## Input data
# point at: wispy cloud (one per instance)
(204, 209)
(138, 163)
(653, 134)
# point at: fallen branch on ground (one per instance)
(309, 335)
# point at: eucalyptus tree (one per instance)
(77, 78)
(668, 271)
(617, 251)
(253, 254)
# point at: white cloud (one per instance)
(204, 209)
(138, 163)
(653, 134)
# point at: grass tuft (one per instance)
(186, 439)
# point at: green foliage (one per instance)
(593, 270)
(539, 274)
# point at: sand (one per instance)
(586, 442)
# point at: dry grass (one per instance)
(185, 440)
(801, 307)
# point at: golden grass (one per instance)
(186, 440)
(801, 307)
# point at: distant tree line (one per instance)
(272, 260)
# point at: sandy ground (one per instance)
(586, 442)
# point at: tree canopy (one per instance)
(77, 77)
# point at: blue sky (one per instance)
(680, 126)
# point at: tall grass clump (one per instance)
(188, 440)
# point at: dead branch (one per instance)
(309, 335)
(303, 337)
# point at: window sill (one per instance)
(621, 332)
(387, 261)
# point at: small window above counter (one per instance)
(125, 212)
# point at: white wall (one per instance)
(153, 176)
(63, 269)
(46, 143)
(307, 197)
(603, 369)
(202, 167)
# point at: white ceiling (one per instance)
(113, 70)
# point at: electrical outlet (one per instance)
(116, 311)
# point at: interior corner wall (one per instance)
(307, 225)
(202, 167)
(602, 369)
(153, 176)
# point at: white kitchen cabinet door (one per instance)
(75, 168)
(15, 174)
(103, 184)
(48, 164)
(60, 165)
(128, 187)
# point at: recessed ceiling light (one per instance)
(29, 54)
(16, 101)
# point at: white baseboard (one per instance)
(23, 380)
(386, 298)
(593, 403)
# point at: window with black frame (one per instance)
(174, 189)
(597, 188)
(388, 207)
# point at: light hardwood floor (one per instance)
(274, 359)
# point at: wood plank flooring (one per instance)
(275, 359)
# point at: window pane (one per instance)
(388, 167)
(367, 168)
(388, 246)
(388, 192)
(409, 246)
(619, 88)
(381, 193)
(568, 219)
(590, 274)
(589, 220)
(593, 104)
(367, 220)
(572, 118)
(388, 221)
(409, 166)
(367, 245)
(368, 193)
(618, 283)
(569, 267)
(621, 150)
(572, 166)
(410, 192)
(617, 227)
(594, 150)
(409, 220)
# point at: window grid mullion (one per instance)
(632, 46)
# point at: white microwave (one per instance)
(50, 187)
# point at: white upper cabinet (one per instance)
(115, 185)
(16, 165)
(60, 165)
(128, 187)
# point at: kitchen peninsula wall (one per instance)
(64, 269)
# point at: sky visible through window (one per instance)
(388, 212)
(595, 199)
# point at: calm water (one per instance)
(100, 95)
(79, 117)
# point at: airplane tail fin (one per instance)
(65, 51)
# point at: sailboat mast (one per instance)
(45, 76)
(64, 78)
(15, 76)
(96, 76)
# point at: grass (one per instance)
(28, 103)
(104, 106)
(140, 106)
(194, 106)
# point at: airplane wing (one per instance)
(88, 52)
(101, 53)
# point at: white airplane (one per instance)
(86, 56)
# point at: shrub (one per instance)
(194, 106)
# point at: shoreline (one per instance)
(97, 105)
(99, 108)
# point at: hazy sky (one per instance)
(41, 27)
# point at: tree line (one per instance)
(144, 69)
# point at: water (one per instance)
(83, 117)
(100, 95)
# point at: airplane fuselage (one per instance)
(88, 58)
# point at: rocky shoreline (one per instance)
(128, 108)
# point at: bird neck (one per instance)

...

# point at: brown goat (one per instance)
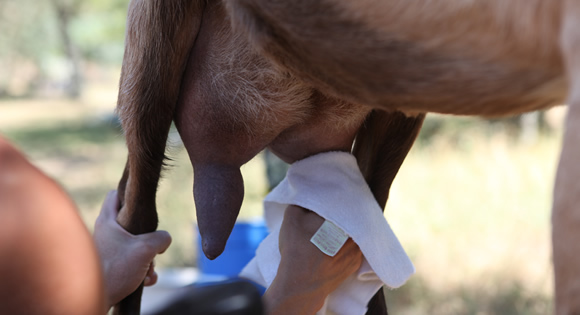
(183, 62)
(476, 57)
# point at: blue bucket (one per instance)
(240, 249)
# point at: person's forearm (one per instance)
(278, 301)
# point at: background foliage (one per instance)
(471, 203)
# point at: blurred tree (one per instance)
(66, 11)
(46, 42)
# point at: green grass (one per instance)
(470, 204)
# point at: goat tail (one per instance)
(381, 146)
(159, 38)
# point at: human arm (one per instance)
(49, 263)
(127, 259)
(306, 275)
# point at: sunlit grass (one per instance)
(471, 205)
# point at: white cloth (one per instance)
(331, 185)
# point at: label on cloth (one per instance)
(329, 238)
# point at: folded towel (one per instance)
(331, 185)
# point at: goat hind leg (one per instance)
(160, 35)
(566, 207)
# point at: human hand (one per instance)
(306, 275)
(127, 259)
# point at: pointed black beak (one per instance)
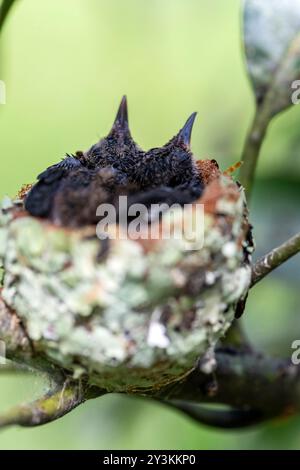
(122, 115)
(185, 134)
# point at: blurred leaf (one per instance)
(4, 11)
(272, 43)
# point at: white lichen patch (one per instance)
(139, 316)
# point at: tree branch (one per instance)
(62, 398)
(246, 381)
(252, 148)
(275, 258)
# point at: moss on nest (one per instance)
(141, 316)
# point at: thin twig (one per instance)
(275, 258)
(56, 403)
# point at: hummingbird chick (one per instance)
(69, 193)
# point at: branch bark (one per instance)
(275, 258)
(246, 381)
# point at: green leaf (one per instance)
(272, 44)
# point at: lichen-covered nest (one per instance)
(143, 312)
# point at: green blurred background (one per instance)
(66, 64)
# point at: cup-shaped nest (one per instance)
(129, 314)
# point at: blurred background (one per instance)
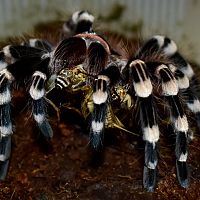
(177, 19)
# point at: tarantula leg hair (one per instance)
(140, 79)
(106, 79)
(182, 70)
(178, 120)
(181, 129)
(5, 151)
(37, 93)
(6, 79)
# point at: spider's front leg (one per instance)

...

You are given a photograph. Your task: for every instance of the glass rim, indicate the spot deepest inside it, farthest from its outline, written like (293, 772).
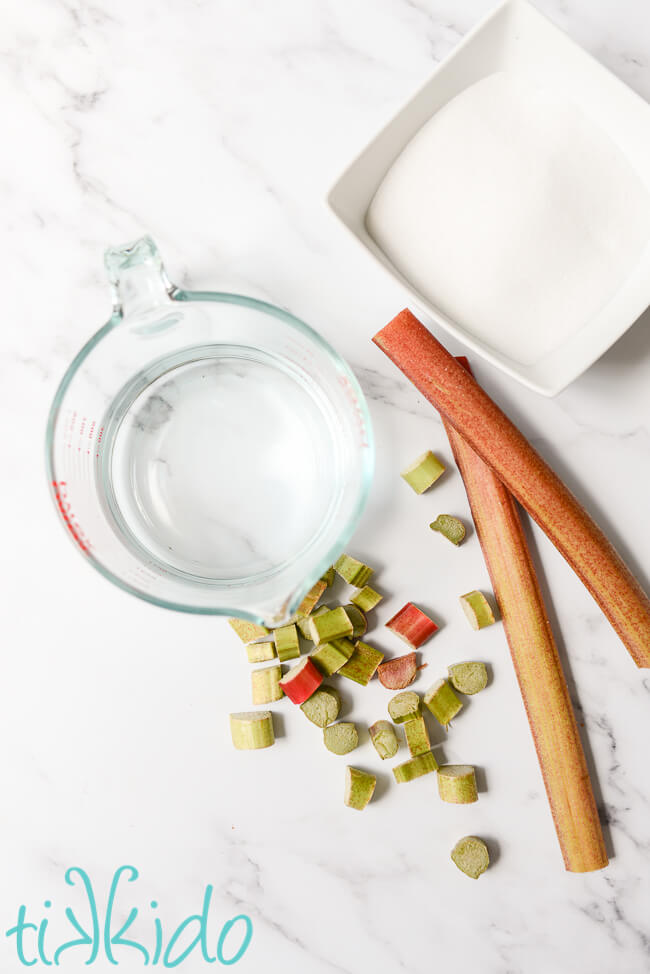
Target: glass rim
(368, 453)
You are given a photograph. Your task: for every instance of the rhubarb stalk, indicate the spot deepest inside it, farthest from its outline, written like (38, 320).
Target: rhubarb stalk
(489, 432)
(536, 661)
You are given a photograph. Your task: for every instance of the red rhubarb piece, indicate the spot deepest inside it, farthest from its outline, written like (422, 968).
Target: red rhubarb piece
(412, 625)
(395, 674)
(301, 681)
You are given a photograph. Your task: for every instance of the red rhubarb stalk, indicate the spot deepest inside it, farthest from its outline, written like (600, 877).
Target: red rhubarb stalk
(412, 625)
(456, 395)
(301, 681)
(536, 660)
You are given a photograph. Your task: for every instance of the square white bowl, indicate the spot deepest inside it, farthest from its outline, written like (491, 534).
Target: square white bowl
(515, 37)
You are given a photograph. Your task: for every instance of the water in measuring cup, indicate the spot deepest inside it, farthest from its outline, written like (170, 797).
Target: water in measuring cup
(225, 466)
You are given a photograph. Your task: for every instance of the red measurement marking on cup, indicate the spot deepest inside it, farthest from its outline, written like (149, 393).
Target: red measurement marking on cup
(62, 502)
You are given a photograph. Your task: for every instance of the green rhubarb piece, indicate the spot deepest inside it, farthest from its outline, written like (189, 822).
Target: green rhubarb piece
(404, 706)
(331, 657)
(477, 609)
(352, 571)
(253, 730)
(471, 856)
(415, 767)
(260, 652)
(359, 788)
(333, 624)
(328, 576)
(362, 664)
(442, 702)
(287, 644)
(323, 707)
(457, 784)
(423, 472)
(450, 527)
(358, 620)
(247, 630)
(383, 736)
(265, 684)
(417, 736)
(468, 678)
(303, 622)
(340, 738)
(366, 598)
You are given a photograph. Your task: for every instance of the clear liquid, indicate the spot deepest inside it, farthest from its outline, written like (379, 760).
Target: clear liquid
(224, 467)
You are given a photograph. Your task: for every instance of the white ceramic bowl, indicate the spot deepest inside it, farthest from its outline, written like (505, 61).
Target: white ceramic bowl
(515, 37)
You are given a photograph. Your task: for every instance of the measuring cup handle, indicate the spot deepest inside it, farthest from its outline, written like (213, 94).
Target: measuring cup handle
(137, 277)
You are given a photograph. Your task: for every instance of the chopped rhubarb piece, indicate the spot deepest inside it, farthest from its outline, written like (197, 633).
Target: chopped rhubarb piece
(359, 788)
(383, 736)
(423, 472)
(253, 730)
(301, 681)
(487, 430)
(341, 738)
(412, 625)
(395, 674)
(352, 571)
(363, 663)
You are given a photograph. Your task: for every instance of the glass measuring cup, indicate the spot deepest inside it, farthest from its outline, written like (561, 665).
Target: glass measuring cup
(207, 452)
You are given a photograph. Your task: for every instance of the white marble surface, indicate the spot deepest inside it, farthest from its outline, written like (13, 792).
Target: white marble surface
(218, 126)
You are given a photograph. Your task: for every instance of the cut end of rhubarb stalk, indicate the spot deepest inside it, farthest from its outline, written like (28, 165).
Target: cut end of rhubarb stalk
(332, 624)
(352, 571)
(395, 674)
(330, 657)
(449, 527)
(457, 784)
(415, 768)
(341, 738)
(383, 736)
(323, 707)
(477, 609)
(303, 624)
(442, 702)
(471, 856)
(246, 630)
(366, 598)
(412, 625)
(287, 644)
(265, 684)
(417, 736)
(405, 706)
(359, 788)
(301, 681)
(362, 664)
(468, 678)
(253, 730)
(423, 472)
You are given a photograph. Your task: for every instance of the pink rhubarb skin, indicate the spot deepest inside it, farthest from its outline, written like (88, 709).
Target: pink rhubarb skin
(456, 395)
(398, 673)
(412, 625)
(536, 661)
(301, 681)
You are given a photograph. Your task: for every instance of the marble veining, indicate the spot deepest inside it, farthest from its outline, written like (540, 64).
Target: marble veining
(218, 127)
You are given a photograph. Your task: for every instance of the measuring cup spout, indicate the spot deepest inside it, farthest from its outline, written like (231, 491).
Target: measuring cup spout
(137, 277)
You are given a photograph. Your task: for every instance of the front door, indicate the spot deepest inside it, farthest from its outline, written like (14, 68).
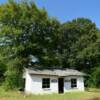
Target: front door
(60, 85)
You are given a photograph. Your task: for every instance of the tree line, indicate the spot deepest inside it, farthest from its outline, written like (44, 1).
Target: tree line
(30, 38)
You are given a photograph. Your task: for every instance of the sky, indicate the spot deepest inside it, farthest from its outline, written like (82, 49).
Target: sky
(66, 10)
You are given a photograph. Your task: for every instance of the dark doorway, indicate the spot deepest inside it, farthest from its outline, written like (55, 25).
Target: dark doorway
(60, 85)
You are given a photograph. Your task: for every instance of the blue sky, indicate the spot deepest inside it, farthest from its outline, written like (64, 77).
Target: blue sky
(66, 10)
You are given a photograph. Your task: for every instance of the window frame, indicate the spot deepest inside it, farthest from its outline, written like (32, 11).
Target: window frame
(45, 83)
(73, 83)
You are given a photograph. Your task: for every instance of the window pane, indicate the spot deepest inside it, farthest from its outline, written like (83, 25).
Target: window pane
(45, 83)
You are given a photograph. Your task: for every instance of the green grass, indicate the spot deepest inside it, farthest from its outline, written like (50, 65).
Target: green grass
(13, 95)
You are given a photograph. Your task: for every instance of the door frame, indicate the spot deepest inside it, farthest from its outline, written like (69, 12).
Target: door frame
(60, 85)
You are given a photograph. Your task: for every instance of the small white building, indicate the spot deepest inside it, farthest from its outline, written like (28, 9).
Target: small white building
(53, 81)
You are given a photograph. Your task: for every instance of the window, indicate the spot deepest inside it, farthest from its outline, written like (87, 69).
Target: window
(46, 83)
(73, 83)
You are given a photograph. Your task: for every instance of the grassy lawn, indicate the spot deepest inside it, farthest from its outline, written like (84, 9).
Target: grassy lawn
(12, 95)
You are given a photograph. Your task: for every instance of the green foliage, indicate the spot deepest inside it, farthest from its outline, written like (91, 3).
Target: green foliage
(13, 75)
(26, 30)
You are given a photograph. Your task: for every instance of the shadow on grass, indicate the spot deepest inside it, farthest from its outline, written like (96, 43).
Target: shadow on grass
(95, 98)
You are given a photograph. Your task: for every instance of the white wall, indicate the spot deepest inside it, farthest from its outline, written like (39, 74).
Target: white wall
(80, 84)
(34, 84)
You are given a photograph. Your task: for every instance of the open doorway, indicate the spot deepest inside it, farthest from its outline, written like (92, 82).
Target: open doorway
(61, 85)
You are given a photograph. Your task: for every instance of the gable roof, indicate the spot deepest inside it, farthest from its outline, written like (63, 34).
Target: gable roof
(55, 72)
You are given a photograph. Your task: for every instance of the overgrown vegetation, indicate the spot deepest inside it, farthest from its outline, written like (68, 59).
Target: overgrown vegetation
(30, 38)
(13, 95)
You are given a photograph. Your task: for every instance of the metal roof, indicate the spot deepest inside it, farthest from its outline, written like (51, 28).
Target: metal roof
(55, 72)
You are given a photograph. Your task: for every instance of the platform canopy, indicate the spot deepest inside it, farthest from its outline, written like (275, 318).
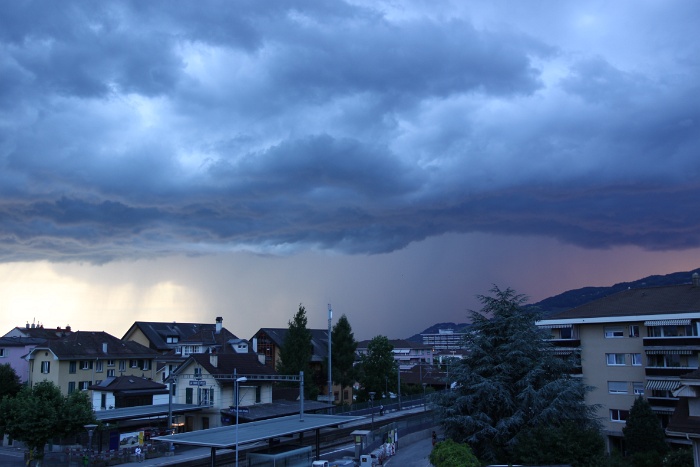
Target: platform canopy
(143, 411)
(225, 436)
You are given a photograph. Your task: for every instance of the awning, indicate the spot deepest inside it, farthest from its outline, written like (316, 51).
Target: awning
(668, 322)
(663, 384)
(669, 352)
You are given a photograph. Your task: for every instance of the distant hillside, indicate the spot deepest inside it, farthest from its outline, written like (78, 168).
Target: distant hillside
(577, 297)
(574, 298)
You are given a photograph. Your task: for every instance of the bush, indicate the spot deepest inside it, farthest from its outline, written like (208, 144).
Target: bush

## Your task
Since only part of the listing is wanted, copy exactly the lines from the one holding "# point at: water (one per instance)" to the one holding "# point at: bird neck (one per instance)", both included.

## Solution for this task
# point at: water (one per instance)
(83, 117)
(100, 95)
# point at: airplane fuselage (one per instance)
(88, 58)
# point at: rocky shoreline (one per instance)
(128, 108)
# point at: bird neck (one per instance)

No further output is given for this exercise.